Tasks to carry out
a. According to the pipeline documentation, what is the minimum required version of Nextflow?
b. Update the entries from the line with "Mark each instance of the person in red" up to and including the line with "x=354 y=119", replacing "Target" with "Label" and leaving everything else unchanged. Return only those lines.

Directory structure:

parquet_dir/
├── PXD004732/
│   ├── PXD004732.psm.parquet
│   ├── PXD004732.run.parquet
│   └── PXD004732.sample.parquet
├── PXD004733/
│   ├── PXD004733.psm.parquet
│   ├── PXD004733.run.parquet
│   └── PXD004733.sample.parquet
└── ...

Installation

Prerequisites

Nextflow >= 23.04.0
Docker, Singularity, Podman, or another container engine
Java 11 or later (for Nextflow)

Install Nextflow

curl -s https://get.nextflow.io | bash

Clone the Repository

git clone https://github.com/bigbio/spectrafuse.git
cd spectrafuse

Usage

Fresh run

nextflow run main.nf \
    --parquet_dir /path/to/projects \
    --default_species "Homo sapiens" \
    --default_instrument "Q Exactive HF" \
    -profile docker

Merge into an existing cluster DB

nextflow run main.nf \
    --parquet_dir /path/to/new_projects \
    --existing_cluster_db /path/to/cluster_db \
    --default_species "Homo sapiens" \
    --default_instrument "Q Exactive HF" \
    -profile docker

Cluster across instruments (drop instrument partitioning)

Task material
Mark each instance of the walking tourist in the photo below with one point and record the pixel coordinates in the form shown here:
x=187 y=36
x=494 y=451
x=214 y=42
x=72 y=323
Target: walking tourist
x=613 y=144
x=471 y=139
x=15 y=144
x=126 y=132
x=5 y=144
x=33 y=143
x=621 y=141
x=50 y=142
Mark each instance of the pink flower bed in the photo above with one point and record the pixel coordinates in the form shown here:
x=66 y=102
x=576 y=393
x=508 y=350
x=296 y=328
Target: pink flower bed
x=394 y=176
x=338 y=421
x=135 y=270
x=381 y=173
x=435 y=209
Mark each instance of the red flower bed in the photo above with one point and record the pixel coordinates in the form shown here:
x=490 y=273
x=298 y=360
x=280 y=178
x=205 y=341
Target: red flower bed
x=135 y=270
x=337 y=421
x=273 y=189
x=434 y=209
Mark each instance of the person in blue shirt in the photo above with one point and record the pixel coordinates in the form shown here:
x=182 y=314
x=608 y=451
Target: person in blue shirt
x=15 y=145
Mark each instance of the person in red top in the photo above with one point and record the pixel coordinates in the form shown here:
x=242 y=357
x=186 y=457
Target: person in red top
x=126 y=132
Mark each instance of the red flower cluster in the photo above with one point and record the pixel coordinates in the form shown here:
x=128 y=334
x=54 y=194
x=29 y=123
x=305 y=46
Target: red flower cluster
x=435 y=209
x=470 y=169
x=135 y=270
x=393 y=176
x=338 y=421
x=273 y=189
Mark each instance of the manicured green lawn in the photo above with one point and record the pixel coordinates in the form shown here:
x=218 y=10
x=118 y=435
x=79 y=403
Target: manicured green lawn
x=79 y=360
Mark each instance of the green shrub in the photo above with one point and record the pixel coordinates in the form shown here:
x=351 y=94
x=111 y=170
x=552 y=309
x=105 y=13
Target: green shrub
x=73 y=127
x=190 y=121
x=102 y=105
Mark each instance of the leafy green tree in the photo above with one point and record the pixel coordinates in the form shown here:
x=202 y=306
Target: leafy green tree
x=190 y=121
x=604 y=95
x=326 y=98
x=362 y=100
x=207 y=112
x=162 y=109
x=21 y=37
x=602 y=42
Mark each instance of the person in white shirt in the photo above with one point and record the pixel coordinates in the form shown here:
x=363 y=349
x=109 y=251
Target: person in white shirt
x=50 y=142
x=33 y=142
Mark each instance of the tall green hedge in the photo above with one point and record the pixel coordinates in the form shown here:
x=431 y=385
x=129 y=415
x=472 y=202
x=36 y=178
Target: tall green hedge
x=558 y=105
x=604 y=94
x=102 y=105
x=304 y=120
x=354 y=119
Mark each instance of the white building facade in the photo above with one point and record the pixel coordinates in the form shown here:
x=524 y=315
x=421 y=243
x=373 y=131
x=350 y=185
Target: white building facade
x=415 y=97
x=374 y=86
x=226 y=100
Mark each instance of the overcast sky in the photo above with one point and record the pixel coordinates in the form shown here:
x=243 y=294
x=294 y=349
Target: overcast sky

The replies
a. Nextflow 23.04.0 or later is required.

b.
Mark each instance of the person in red top in the photo above with one point and record the pixel coordinates in the form shown here:
x=242 y=357
x=186 y=457
Label: person in red top
x=126 y=132
Mark each instance of the red flower cluster in the photo above with one point and record the pixel coordinates in the form shown here:
x=128 y=334
x=54 y=194
x=29 y=123
x=305 y=46
Label: red flower cluster
x=435 y=209
x=470 y=169
x=135 y=270
x=393 y=176
x=338 y=421
x=273 y=189
Mark each instance of the manicured green lawn in the photo above with one point and record the pixel coordinates in the form shown here:
x=218 y=10
x=118 y=435
x=79 y=403
Label: manicured green lawn
x=79 y=360
Mark each instance of the green shrub in the photo above with one point and record the pixel coordinates in the form shown here:
x=351 y=94
x=111 y=170
x=552 y=309
x=105 y=13
Label: green shrub
x=73 y=127
x=190 y=121
x=102 y=105
Mark each instance of the leafy green tree in the photo above with one point and record the pixel coordinates in the form shown here:
x=202 y=306
Label: leafy green tree
x=190 y=121
x=604 y=95
x=326 y=98
x=362 y=100
x=207 y=112
x=162 y=109
x=21 y=37
x=602 y=42
Mark each instance of the person in white shirt in the photo above with one point and record the pixel coordinates in the form shown here:
x=363 y=349
x=109 y=251
Label: person in white shirt
x=50 y=142
x=33 y=142
Mark each instance of the tall green hedge in the photo above with one point and record the pixel coordinates in the form shown here:
x=431 y=385
x=129 y=415
x=472 y=202
x=36 y=178
Label: tall green hedge
x=558 y=105
x=604 y=94
x=102 y=105
x=304 y=120
x=354 y=119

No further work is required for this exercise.